▸ **PASSAGE TO READ**
- - -

Re: Cooling System / Timing Belt Questions - 1995 Honda Passport
yes you are supposed to "burp" the coolant. on the couple hondas i've worked
on theirs a bleeder screw near the throttle body. crack it open and then
fill till it starts squirting out.
also the squeal is probably from the other belts that loosen when new. their
is a "new" tension and a "used" tension when installing the accessorie
belts.
even if ur timing belt was too tight/ too loose i'm sure as heck it would be
spinning the water pump.
no idea on the car shutting off. any engine codes?
good luck,
jay
"ajpdla" <ajpdla@pacifier.com> wrote in message
news:vo778u3fqt82d4@corp.supernews.com...
> I just recently flushed my cooling system in conjunction with other work
> being performed on my 1995 Honda Passport. After flushing the system, I
> added a Radiator Anti-Rust bottle to my system. It's white in color. The
> coolant is green in color.
>
> Originally, and before I added the Anti-Rust, the car would overheat after
> about 2 minutes of running. This ended up being a mis-installation of the
> thermostat and, therefore, the system was re-drained, the thermostat
> installed correctly, and now the overheating problem has disappeared.
>
> However, it seems that the coolant in the system isn't flowing through the
> radiator.
>
> Question: When the car is running and the radiator cap is removed,
> shouldn't the coolant in the radiator be flowing THROUGH the radiator
rather
> than remaining still?
>
> The color of the fluid in the radiator is still a milky white. There was
> enough fluid in the rest of the cooling system to offset the white color
of
> the Anti-Rust and all fluid should be green, or at least a very light
green.
> The fluid is white.
>
> It would seem that the fluid beyond the radiator is not moving through the
> system. Yet the car is not overheating.

- - -

▸ **ROWS**
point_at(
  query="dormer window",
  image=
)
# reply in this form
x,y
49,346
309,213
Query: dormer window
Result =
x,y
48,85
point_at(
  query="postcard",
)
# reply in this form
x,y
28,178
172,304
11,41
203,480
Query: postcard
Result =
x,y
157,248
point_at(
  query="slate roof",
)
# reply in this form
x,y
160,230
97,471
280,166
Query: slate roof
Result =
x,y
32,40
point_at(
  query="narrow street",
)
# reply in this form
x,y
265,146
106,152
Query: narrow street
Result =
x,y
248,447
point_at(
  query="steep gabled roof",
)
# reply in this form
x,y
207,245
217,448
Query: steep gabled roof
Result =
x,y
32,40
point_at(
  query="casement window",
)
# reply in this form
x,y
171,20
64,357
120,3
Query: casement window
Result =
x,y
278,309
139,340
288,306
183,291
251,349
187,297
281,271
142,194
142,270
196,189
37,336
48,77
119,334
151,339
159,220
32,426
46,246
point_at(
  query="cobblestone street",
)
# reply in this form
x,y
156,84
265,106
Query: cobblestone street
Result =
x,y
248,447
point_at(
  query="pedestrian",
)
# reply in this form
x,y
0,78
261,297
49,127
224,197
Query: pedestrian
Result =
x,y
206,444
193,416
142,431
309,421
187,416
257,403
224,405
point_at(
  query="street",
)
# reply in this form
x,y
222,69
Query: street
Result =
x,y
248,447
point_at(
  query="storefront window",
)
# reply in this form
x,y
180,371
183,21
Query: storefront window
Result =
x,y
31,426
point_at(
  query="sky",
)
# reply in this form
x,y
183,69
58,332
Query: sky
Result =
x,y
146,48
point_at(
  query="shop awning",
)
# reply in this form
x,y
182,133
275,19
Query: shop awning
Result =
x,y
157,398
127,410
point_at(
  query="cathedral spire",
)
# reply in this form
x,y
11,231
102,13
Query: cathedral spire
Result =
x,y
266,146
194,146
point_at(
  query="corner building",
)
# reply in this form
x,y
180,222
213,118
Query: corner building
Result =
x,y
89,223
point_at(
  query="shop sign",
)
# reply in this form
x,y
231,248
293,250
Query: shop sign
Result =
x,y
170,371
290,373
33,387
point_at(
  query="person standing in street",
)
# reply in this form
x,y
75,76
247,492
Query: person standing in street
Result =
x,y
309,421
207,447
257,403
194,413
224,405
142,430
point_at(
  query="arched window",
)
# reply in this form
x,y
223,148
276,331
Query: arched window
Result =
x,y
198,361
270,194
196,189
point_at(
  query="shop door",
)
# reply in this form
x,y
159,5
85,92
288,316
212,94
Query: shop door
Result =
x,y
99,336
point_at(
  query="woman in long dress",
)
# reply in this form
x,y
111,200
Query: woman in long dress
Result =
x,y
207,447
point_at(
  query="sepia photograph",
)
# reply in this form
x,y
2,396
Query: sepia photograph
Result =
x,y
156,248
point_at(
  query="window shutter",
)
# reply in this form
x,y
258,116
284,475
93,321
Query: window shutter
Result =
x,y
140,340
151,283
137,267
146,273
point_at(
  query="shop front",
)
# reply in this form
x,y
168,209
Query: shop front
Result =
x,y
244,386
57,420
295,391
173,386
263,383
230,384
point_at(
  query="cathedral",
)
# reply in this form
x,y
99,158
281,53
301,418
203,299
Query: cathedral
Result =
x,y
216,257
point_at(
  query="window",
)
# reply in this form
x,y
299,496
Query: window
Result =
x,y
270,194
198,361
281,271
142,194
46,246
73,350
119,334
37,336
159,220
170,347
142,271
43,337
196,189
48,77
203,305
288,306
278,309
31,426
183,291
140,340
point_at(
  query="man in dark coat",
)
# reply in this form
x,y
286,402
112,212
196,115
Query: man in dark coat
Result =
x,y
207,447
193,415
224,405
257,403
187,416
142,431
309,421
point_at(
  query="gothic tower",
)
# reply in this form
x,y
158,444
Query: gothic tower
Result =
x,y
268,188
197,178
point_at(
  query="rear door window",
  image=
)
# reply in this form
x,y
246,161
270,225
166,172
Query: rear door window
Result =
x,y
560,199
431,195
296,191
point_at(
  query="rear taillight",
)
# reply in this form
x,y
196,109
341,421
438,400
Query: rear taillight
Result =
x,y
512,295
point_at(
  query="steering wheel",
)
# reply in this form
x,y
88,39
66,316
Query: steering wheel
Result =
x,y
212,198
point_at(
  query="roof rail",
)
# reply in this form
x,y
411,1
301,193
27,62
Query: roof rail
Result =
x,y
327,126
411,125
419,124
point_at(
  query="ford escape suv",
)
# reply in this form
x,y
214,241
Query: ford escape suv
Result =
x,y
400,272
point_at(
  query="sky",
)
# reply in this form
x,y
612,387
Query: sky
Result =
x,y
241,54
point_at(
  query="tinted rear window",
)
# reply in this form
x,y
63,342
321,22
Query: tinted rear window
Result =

- - -

▸ **PROBLEM SET**
- a) In the cooling system post, what caused the car to overheat after about two minutes of running?
- b) According to the cooling system post, why did the poster expect the fluid in the radiator to be green rather than white?
- c) Duplicate the section of the cooling system post that begins at the words "Re: Cooling System" and ends after the words "starts squirting out.".

▸ **EXPECTED OUTPUTS**
- a) The thermostat had been installed incorrectly.

- b) The rest of the cooling system held enough fluid to offset the white color of the Anti-Rust. The poster therefore expected all the fluid to be green, or at least a very light green.

- c)
Re: Cooling System / Timing Belt Questions - 1995 Honda Passport
yes you are supposed to "burp" the coolant. on the couple hondas i've worked
on theirs a bleeder screw near the throttle body. crack it open and then
fill till it starts squirting out.